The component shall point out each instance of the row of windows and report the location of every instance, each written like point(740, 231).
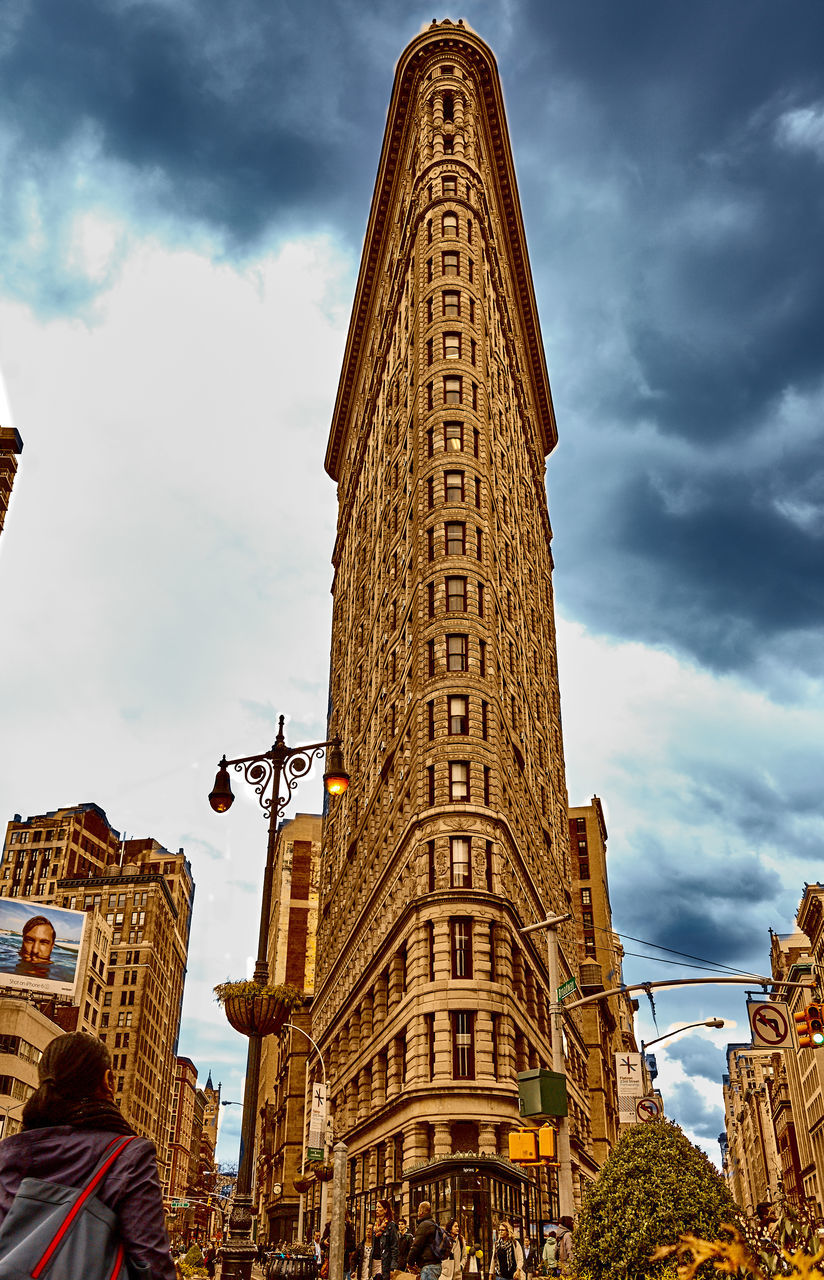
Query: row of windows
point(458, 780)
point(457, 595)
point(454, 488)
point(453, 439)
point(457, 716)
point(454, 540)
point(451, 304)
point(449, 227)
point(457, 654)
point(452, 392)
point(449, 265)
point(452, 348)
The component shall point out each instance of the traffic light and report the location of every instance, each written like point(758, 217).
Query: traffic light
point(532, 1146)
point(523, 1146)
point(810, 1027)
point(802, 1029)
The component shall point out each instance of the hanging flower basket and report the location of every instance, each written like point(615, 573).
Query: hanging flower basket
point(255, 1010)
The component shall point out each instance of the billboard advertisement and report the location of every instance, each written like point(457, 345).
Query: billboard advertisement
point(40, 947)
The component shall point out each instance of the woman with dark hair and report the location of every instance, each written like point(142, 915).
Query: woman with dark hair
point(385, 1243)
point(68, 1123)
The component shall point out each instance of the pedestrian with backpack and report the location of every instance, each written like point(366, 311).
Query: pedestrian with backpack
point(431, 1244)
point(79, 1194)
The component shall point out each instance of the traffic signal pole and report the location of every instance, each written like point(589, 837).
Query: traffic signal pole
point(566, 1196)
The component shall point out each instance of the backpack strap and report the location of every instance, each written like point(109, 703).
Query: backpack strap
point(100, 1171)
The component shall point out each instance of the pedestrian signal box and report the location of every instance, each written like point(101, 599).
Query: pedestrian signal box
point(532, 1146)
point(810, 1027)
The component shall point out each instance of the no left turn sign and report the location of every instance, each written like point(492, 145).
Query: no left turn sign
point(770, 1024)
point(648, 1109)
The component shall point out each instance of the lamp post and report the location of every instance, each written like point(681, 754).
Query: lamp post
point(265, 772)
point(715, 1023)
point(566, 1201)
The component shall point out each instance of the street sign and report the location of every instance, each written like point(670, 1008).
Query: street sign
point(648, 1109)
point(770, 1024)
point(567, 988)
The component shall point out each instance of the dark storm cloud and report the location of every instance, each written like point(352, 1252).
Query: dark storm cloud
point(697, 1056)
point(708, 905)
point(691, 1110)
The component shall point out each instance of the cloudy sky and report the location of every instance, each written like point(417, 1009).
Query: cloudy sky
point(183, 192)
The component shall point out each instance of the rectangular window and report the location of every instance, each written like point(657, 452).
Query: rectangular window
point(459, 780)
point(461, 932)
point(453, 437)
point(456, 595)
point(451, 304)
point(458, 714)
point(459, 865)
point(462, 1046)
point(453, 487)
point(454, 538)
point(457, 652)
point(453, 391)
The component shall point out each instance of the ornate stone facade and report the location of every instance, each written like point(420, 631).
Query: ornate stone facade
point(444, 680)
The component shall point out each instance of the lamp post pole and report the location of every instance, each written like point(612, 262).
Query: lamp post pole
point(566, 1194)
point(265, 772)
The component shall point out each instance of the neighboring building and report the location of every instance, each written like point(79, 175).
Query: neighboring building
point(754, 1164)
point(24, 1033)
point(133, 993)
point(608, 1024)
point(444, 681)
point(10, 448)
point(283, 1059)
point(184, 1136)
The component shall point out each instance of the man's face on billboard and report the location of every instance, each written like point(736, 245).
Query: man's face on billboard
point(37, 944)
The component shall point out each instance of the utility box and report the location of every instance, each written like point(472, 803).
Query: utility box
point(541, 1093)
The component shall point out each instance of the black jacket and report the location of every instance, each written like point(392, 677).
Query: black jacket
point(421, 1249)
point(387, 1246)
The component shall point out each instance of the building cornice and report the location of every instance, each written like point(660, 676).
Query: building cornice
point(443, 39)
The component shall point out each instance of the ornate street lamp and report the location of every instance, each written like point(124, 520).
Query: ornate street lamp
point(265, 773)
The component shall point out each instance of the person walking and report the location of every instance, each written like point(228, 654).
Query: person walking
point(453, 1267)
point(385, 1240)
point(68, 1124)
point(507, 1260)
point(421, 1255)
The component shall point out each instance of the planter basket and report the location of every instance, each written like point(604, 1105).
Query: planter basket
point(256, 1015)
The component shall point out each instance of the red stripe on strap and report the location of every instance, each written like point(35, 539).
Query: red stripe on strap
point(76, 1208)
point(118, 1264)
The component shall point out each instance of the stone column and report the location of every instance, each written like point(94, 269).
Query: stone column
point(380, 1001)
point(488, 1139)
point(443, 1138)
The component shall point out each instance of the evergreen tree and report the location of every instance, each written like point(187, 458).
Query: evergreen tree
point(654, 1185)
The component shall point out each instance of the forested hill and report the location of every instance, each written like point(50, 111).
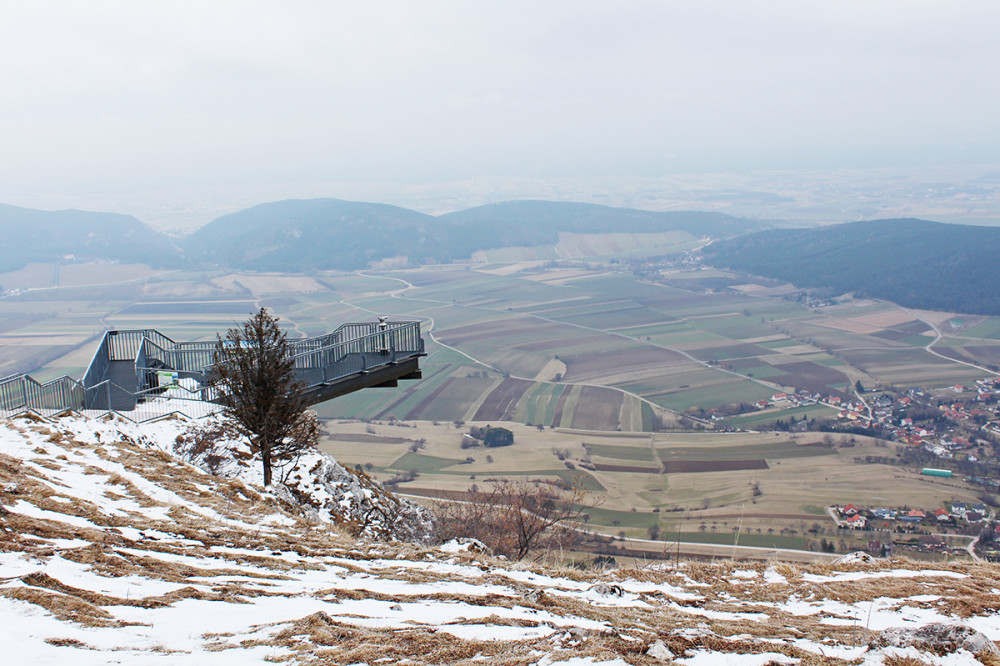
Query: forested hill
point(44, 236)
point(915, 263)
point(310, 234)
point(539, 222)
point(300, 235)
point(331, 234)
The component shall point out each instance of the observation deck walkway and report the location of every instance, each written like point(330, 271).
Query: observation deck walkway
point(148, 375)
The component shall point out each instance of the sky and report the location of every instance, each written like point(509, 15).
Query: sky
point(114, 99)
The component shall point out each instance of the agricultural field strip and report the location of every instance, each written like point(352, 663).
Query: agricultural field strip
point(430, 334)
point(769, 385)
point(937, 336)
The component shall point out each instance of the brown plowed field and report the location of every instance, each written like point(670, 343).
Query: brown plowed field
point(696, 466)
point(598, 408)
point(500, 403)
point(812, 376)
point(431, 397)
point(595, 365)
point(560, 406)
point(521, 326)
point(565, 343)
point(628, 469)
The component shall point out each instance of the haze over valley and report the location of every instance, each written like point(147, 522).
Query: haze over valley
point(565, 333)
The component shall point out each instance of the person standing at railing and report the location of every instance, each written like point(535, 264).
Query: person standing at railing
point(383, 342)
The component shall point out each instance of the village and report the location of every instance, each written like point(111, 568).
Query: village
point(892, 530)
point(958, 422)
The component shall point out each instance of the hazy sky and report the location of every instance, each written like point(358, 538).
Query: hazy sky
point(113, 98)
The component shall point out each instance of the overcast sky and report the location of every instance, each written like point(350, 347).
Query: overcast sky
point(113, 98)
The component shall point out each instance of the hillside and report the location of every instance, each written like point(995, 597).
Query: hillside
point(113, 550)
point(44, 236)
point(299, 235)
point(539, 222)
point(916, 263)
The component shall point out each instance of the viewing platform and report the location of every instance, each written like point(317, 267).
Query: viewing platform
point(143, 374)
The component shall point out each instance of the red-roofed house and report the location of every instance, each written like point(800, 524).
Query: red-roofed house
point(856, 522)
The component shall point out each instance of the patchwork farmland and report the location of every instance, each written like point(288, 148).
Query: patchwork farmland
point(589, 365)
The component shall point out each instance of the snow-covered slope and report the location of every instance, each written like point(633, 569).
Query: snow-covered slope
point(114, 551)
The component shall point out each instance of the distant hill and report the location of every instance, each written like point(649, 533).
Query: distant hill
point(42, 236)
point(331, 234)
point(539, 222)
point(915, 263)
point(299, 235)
--
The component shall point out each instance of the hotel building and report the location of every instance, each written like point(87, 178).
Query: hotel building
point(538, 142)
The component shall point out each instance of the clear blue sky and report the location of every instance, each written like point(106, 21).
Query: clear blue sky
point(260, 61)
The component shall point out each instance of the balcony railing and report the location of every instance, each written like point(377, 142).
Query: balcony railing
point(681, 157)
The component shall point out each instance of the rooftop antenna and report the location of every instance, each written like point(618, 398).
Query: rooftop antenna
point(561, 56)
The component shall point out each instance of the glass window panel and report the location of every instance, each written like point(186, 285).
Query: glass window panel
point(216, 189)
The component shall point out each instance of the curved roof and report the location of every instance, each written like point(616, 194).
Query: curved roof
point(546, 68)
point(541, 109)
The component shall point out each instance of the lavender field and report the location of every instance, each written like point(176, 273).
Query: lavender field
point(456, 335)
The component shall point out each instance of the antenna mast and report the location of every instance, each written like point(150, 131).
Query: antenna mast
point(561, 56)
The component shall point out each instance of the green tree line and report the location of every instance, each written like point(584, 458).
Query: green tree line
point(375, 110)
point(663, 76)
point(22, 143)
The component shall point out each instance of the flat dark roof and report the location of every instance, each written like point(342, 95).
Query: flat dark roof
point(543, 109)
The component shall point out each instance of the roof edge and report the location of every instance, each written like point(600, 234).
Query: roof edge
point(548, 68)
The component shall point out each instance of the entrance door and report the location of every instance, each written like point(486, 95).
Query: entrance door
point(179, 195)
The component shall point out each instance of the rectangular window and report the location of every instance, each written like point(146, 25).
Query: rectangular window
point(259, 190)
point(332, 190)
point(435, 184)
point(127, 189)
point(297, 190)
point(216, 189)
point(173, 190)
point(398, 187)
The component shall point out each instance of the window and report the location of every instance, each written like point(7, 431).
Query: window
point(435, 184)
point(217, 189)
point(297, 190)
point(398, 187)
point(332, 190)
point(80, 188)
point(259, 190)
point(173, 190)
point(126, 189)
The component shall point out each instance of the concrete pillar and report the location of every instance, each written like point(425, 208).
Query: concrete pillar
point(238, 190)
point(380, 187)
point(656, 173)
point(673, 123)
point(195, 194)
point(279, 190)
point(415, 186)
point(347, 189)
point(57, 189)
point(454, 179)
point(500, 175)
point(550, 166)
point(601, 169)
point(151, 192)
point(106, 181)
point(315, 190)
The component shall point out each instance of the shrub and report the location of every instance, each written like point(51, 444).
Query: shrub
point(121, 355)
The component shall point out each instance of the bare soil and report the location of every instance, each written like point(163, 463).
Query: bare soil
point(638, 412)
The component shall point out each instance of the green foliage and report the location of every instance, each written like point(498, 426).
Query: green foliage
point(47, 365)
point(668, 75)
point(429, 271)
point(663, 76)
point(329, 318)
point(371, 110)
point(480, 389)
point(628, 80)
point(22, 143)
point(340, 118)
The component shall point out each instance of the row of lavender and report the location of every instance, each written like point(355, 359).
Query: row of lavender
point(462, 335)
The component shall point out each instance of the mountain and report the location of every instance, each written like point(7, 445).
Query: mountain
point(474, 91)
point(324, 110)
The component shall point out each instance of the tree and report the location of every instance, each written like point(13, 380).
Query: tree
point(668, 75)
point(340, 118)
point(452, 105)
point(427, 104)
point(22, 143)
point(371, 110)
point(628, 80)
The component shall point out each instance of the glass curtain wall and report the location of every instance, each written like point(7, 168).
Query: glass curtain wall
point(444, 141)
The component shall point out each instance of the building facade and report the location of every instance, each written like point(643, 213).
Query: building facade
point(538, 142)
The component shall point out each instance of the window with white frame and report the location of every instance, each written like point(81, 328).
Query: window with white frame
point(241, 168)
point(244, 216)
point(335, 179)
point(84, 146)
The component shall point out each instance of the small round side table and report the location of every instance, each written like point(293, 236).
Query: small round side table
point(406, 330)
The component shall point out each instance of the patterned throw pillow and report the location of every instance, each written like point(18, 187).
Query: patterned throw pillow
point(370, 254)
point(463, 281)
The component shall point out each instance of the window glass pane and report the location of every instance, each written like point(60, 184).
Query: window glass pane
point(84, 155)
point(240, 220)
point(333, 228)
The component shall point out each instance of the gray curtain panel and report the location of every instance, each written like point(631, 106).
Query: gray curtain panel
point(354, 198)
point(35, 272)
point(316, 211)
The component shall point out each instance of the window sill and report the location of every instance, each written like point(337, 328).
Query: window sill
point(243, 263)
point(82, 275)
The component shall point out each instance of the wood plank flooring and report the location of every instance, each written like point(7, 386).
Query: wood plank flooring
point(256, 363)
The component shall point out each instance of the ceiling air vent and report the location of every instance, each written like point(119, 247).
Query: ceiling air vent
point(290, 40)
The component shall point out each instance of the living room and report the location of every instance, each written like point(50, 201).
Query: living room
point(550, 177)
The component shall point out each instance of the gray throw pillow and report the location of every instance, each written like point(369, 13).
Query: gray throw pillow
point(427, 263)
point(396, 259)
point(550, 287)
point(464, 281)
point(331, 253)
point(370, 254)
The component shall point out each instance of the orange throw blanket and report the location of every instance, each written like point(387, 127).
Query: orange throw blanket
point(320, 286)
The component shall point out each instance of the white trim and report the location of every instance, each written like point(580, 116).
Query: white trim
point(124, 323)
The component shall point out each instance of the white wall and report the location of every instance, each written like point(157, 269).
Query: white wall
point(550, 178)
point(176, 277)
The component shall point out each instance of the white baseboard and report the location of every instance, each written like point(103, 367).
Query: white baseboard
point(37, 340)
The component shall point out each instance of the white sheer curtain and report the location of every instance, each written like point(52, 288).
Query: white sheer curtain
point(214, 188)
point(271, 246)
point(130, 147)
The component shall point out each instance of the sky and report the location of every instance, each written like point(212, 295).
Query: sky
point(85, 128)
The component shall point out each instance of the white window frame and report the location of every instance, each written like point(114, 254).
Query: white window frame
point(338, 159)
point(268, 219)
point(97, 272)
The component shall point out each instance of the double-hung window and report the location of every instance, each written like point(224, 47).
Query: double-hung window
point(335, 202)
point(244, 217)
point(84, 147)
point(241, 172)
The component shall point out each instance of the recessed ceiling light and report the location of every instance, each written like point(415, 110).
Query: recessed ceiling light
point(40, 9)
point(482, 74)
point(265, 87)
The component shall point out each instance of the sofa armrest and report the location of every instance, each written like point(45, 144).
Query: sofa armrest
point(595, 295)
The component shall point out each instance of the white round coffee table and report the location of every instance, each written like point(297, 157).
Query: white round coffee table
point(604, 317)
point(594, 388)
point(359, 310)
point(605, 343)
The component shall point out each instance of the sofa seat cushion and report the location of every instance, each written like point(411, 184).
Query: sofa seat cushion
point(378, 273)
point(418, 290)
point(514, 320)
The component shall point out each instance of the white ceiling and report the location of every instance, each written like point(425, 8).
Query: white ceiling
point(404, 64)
* * *
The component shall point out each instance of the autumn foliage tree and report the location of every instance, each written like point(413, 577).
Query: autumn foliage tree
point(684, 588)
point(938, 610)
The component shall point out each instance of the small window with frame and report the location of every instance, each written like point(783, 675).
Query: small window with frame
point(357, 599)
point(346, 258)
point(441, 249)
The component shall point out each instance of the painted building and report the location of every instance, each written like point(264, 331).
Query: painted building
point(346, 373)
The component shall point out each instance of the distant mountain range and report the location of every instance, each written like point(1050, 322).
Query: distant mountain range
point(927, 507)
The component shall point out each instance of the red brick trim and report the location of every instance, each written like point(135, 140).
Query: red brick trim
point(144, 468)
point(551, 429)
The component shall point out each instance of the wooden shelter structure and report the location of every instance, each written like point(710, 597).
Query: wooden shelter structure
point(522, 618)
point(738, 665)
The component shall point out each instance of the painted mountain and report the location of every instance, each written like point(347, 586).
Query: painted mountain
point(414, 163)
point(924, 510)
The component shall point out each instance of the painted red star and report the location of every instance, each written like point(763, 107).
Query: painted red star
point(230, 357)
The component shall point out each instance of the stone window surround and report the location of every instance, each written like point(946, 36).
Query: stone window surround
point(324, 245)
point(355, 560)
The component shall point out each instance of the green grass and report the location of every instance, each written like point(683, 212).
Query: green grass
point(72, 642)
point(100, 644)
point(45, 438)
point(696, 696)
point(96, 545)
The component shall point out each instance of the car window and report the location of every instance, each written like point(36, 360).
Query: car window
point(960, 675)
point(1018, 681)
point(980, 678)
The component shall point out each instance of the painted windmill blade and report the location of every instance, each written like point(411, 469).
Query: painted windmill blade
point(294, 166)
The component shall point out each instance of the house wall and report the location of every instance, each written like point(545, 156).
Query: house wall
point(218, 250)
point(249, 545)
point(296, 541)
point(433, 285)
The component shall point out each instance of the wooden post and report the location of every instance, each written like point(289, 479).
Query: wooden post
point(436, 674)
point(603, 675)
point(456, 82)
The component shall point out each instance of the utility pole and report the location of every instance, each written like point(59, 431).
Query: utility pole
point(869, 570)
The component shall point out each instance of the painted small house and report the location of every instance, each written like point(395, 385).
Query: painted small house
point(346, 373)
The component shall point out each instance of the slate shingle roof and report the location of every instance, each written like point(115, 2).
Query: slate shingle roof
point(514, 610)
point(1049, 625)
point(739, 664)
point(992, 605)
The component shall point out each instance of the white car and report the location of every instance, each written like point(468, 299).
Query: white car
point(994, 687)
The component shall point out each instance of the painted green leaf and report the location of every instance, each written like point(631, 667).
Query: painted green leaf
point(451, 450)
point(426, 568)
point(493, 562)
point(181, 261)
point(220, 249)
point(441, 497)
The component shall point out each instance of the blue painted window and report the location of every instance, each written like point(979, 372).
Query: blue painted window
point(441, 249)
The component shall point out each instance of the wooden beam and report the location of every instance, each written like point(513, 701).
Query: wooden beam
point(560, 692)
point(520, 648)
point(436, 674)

- Given task -
Rewrite the lines above as a numbered list, from the line containing "The component shall point out each instance of the no" up to and including the line containing "point(183, 192)", and leave out any blank lines.

- Finished exercise -
1. The component shall point out each instance of the no left turn sign and report the location of every instance, each written like point(492, 145).
2. Query: no left turn sign
3. point(770, 1024)
4. point(648, 1109)
5. The component shall point out each instance of the lamp post and report the location of every instance, each written like point(681, 754).
6. Query: lamp post
7. point(265, 772)
8. point(715, 1023)
9. point(566, 1201)
10. The component shall point out each instance of the street sign and report the location of every instance, each written like point(670, 1008).
11. Query: street sign
12. point(648, 1109)
13. point(770, 1024)
14. point(567, 988)
15. The component shall point out each instance of the dark storm cloud and report the location of every instance, each written like point(352, 1252).
16. Query: dark storm cloud
17. point(697, 1056)
18. point(708, 905)
19. point(691, 1110)
20. The component shall point out each instance of the cloudy sky and report the location of every instance, each written like point(417, 1009).
21. Query: cloudy sky
22. point(183, 192)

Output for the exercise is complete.